--- Start Excerpted data ---
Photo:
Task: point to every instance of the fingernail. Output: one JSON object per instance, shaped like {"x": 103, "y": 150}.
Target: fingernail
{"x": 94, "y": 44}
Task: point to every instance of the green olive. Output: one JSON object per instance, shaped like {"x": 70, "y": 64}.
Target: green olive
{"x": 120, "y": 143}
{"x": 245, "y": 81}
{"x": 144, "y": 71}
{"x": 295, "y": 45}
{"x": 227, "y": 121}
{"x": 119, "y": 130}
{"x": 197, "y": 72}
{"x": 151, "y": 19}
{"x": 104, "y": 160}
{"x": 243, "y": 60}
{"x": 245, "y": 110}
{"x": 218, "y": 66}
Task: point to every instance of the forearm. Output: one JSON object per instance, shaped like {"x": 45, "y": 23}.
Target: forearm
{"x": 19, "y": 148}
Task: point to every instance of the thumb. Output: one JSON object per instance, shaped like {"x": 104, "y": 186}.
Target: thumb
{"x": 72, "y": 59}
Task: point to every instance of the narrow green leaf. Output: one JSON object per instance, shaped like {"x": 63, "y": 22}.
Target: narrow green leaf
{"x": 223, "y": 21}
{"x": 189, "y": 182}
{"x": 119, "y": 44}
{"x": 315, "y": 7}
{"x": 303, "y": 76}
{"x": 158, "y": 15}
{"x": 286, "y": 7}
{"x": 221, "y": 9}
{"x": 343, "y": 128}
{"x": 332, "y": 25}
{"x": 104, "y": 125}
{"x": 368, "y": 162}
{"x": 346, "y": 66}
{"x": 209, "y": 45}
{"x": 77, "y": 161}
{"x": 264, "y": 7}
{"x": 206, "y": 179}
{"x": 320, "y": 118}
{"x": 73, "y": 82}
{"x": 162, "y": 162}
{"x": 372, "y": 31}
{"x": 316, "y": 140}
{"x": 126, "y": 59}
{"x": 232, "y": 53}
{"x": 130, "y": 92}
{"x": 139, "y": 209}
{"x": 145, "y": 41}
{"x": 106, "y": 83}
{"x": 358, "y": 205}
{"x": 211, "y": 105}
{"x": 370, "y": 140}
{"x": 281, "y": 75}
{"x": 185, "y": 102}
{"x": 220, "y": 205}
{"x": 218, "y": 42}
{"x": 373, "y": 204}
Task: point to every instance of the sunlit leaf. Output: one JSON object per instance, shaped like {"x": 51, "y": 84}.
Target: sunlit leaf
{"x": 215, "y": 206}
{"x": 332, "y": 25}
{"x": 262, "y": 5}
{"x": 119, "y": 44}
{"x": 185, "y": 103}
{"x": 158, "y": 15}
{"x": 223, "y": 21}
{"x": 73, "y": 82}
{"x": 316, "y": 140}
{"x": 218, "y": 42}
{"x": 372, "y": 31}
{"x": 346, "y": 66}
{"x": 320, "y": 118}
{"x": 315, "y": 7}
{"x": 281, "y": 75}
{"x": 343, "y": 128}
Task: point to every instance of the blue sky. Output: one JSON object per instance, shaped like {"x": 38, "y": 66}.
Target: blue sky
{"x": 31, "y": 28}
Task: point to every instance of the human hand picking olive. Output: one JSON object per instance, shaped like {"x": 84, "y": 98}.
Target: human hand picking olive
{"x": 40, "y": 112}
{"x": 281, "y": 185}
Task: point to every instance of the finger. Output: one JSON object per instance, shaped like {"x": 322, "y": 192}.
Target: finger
--- End Excerpted data ---
Problem to solve: Return, unchanged, the lines running from the one containing "Task: point to every instance of the human" through the end of the entries.

Result:
Task: point to every instance of the human hand picking olive. Output: one JSON object per instance, shaped like {"x": 84, "y": 98}.
Target: human hand picking olive
{"x": 40, "y": 112}
{"x": 281, "y": 185}
Task: point to every instance of the finger. Output: one JSON object per instance, shaped like {"x": 322, "y": 192}.
Target: finger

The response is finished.